[Exercise data — start]

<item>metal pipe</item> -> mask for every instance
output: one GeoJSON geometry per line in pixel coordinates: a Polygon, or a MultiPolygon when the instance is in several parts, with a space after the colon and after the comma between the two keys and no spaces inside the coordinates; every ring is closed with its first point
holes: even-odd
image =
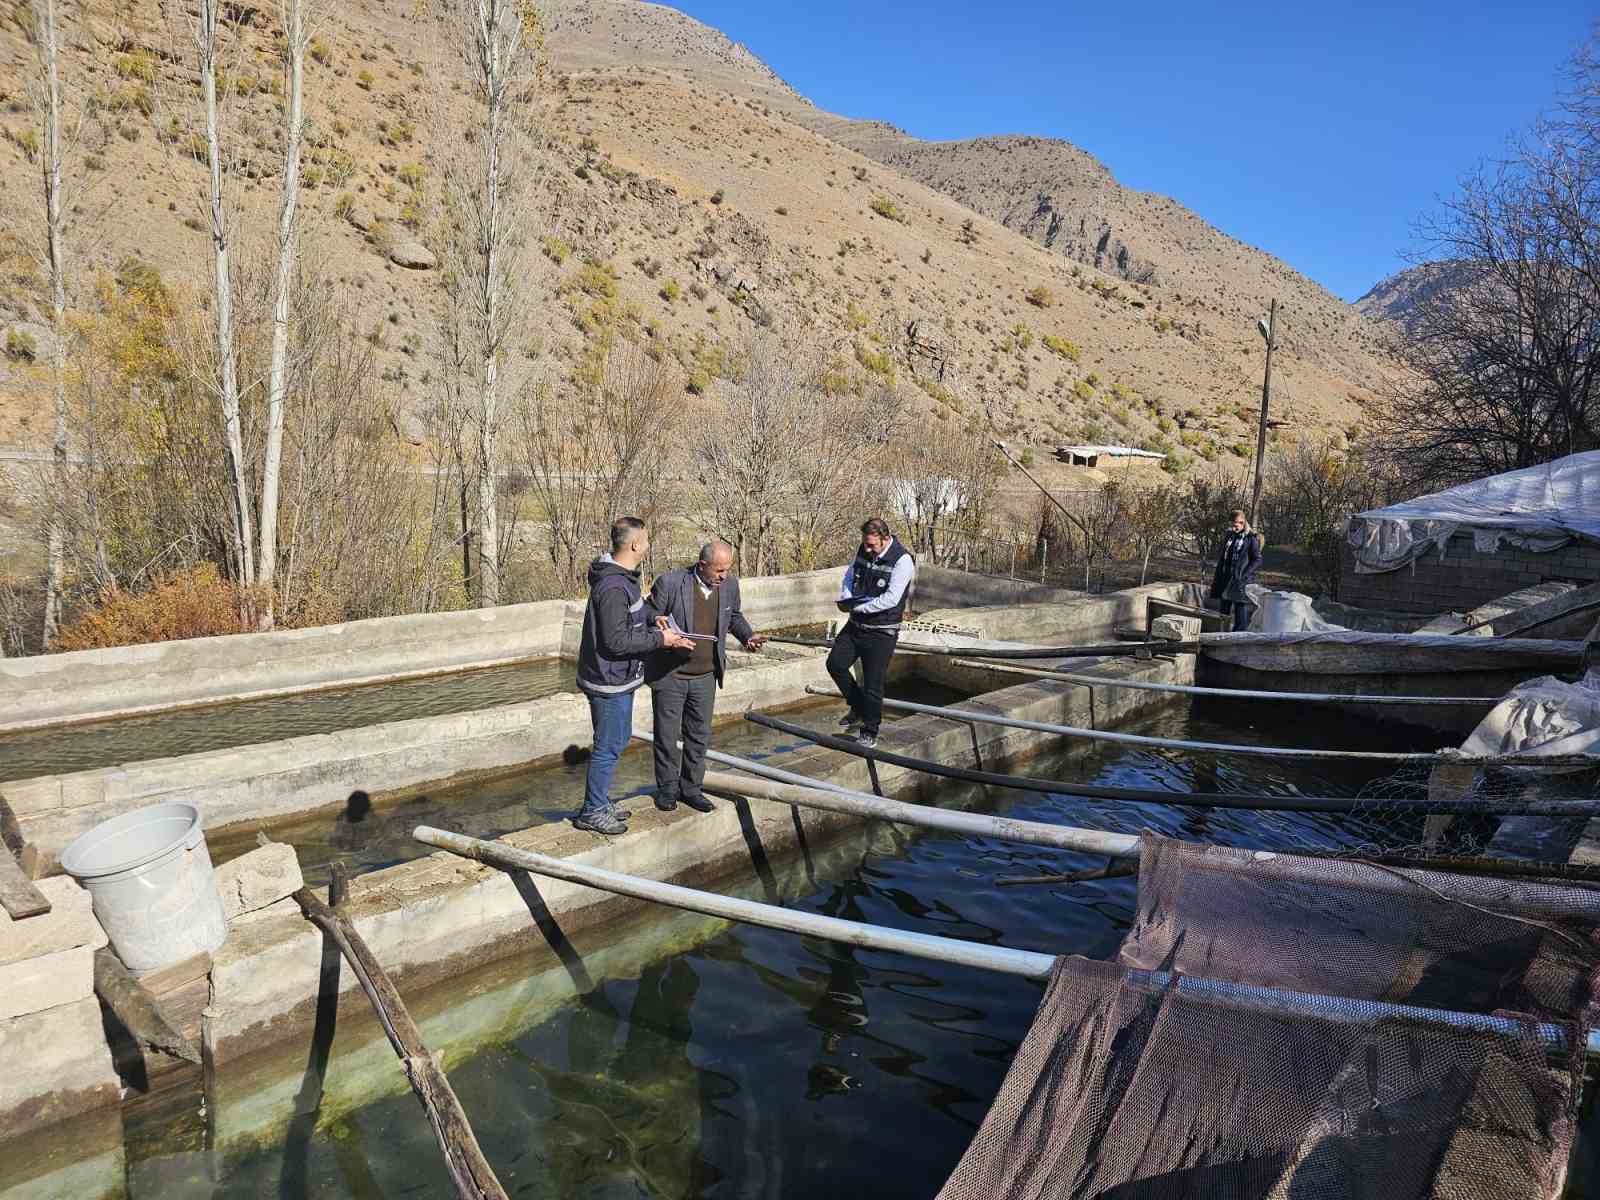
{"type": "MultiPolygon", "coordinates": [[[[833,737],[830,734],[819,733],[815,729],[807,729],[803,725],[780,721],[778,718],[769,717],[765,713],[747,712],[744,715],[744,719],[756,725],[763,725],[768,729],[776,729],[780,733],[805,738],[809,742],[815,742],[819,746],[826,746],[828,749],[837,750],[842,754],[851,754],[857,758],[871,759],[874,762],[885,762],[890,766],[905,767],[912,771],[922,771],[928,775],[940,775],[946,779],[961,779],[968,783],[980,783],[990,787],[1015,788],[1018,791],[1083,796],[1091,800],[1123,800],[1142,804],[1169,804],[1179,808],[1238,808],[1258,812],[1352,813],[1367,811],[1383,813],[1446,813],[1450,816],[1466,816],[1473,813],[1491,813],[1499,816],[1538,815],[1585,818],[1600,816],[1600,801],[1595,800],[1523,799],[1508,800],[1503,803],[1407,798],[1374,800],[1363,799],[1359,796],[1303,796],[1299,793],[1284,796],[1263,796],[1239,792],[1175,792],[1160,788],[1130,788],[1113,787],[1099,783],[1070,783],[1059,779],[1037,779],[1027,775],[1000,775],[993,771],[973,770],[970,767],[951,767],[946,766],[944,763],[931,762],[923,758],[912,758],[909,755],[896,754],[890,750],[869,750],[853,738],[833,737]]],[[[1495,761],[1504,762],[1506,760],[1497,759],[1495,761]]],[[[1562,760],[1552,758],[1548,761],[1559,763],[1562,760]]]]}
{"type": "Polygon", "coordinates": [[[1139,839],[1131,833],[1101,833],[1093,829],[1074,829],[1070,825],[1050,825],[1041,821],[992,817],[984,813],[962,812],[959,809],[908,804],[904,800],[889,800],[882,796],[868,796],[859,792],[841,795],[838,792],[822,791],[815,787],[774,783],[767,779],[748,779],[721,771],[707,771],[705,785],[719,792],[756,796],[762,800],[775,800],[780,804],[793,804],[824,812],[849,813],[852,816],[871,817],[879,821],[894,821],[896,824],[914,825],[922,829],[942,829],[950,833],[997,838],[1005,842],[1026,842],[1033,846],[1050,846],[1057,850],[1072,850],[1081,854],[1102,854],[1108,858],[1139,857],[1139,839]]]}
{"type": "Polygon", "coordinates": [[[861,921],[846,921],[839,917],[823,917],[815,913],[797,912],[772,904],[758,904],[754,900],[740,900],[733,896],[719,896],[714,892],[701,892],[677,884],[660,883],[654,879],[641,879],[604,867],[591,867],[570,858],[552,858],[548,854],[535,854],[531,850],[518,850],[503,842],[486,842],[479,838],[419,825],[411,836],[425,846],[449,850],[464,858],[476,859],[503,871],[529,871],[552,879],[565,879],[618,896],[632,896],[636,900],[650,900],[670,905],[688,912],[704,913],[727,921],[743,921],[768,929],[781,929],[805,937],[827,938],[849,946],[868,950],[892,950],[918,958],[931,958],[937,962],[960,966],[981,967],[1004,975],[1022,975],[1028,979],[1045,979],[1050,975],[1055,959],[1048,954],[1028,950],[1008,950],[1003,946],[984,946],[977,942],[963,942],[955,938],[934,937],[926,933],[913,933],[900,929],[885,929],[861,921]]]}
{"type": "MultiPolygon", "coordinates": [[[[813,696],[832,696],[839,693],[830,688],[807,687],[813,696]]],[[[963,721],[969,725],[1003,725],[1007,729],[1027,729],[1034,733],[1053,733],[1062,737],[1086,738],[1094,742],[1118,742],[1125,746],[1153,746],[1161,750],[1204,750],[1212,754],[1247,754],[1257,758],[1312,758],[1323,760],[1355,759],[1376,762],[1442,762],[1436,751],[1421,753],[1404,750],[1304,750],[1298,746],[1242,746],[1235,742],[1189,742],[1182,738],[1149,737],[1142,733],[1113,733],[1108,729],[1081,729],[1075,725],[1052,725],[1047,721],[1029,721],[1022,717],[1006,717],[999,713],[980,712],[975,709],[941,708],[935,704],[916,704],[910,700],[885,700],[885,708],[898,712],[922,713],[930,717],[944,717],[963,721]]],[[[1475,762],[1475,759],[1451,757],[1450,762],[1475,762]]]]}
{"type": "MultiPolygon", "coordinates": [[[[1159,643],[1152,643],[1159,645],[1159,643]]],[[[1292,700],[1296,704],[1499,704],[1499,696],[1370,696],[1344,692],[1259,692],[1245,688],[1196,687],[1188,683],[1151,683],[1144,679],[1111,679],[1104,675],[1084,675],[1053,671],[1049,667],[1010,667],[1001,663],[958,658],[958,667],[995,671],[1001,675],[1020,675],[1029,679],[1059,679],[1090,687],[1119,687],[1138,692],[1168,692],[1176,696],[1222,696],[1229,700],[1292,700]]],[[[887,701],[885,702],[887,703],[887,701]]]]}
{"type": "MultiPolygon", "coordinates": [[[[910,954],[917,958],[957,966],[978,967],[1004,975],[1021,975],[1027,979],[1044,980],[1055,969],[1055,958],[1031,950],[1011,950],[1004,946],[985,946],[956,938],[935,937],[909,930],[888,929],[862,921],[847,921],[839,917],[824,917],[815,913],[798,912],[754,900],[740,900],[721,896],[715,892],[702,892],[677,884],[643,879],[621,871],[609,871],[587,863],[567,858],[552,858],[531,850],[518,850],[504,842],[486,842],[480,838],[419,825],[411,836],[425,846],[448,850],[463,858],[474,859],[503,871],[528,871],[552,879],[564,879],[617,896],[631,896],[637,900],[650,900],[688,912],[703,913],[727,921],[742,921],[767,929],[798,933],[804,937],[820,937],[843,942],[868,950],[887,950],[910,954]]],[[[1179,994],[1224,998],[1236,1003],[1249,1004],[1273,1012],[1292,1016],[1316,1016],[1324,1019],[1346,1019],[1370,1023],[1384,1019],[1426,1021],[1446,1028],[1470,1033],[1490,1033],[1501,1036],[1521,1036],[1529,1032],[1527,1022],[1509,1017],[1482,1016],[1477,1013],[1458,1013],[1444,1009],[1418,1008],[1409,1004],[1386,1004],[1374,1000],[1345,1000],[1332,996],[1318,996],[1309,992],[1290,992],[1278,988],[1259,987],[1253,984],[1229,983],[1222,980],[1202,979],[1190,975],[1174,977],[1164,971],[1130,970],[1126,976],[1135,987],[1152,991],[1175,988],[1179,994]]],[[[1568,1043],[1564,1026],[1536,1024],[1532,1032],[1552,1048],[1560,1049],[1568,1043]]],[[[1600,1031],[1589,1035],[1590,1054],[1600,1054],[1600,1031]]]]}
{"type": "MultiPolygon", "coordinates": [[[[767,641],[785,646],[814,646],[819,650],[826,650],[833,645],[832,642],[820,638],[796,638],[772,636],[767,641]]],[[[956,655],[968,655],[973,658],[1135,658],[1148,655],[1152,650],[1158,654],[1198,654],[1201,650],[1199,642],[1112,642],[1100,646],[1010,646],[993,650],[985,650],[981,646],[913,646],[901,643],[895,647],[896,654],[934,654],[950,658],[956,655]]]]}
{"type": "MultiPolygon", "coordinates": [[[[808,685],[806,691],[813,696],[839,698],[830,688],[808,685]]],[[[1189,742],[1182,738],[1149,737],[1142,733],[1113,733],[1108,729],[1080,729],[1074,725],[1052,725],[1044,721],[1028,721],[1021,717],[1004,717],[998,713],[979,712],[965,708],[940,708],[933,704],[916,704],[910,700],[884,700],[885,708],[903,712],[922,713],[926,716],[945,717],[968,725],[1004,725],[1011,729],[1029,729],[1035,733],[1055,733],[1063,737],[1081,737],[1090,741],[1121,742],[1130,746],[1154,746],[1168,750],[1203,750],[1213,754],[1245,754],[1261,758],[1314,758],[1355,759],[1369,762],[1450,763],[1467,767],[1600,767],[1596,754],[1463,754],[1459,750],[1305,750],[1298,746],[1244,746],[1237,742],[1189,742]]],[[[749,714],[746,714],[748,718],[749,714]]]]}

[Exercise data — finish]

Beginning at the first line of the data above, retype each line until you reach the line containing "holes: even-odd", and include that one too. Add nothing else.

__Written solution__.
<item>metal pipe</item> -> mask for every instance
output: one GeoJSON geometry per line in pixel coordinates: a Polygon, or a MultiPolygon when the instance is in several parts, with a space after the colon and after the comma between the two keys and no spaces inside the coordinates; every ring is closed with its first point
holes: even-odd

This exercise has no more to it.